Exercise objective >>
Go line by line through the records and tally those that include "cheetah". Respond with the tally only.

Records shown >>

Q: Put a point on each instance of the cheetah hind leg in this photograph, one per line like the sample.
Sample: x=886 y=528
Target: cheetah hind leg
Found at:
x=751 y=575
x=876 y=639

--

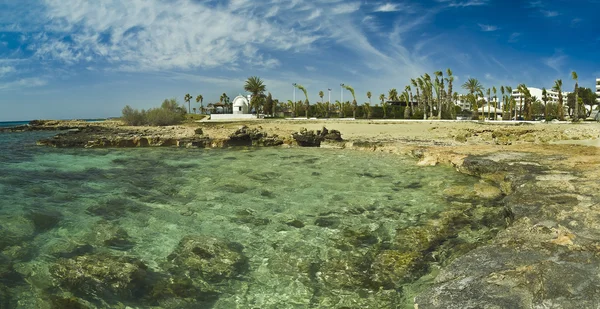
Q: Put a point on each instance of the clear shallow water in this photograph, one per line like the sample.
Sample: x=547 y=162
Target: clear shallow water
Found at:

--

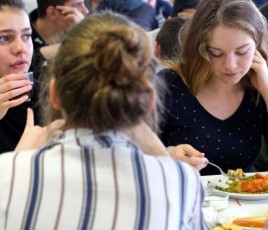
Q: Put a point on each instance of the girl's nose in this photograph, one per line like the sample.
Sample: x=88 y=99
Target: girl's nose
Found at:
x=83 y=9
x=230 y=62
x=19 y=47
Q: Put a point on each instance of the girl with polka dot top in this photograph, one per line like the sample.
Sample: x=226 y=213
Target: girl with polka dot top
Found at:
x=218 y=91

Result below >>
2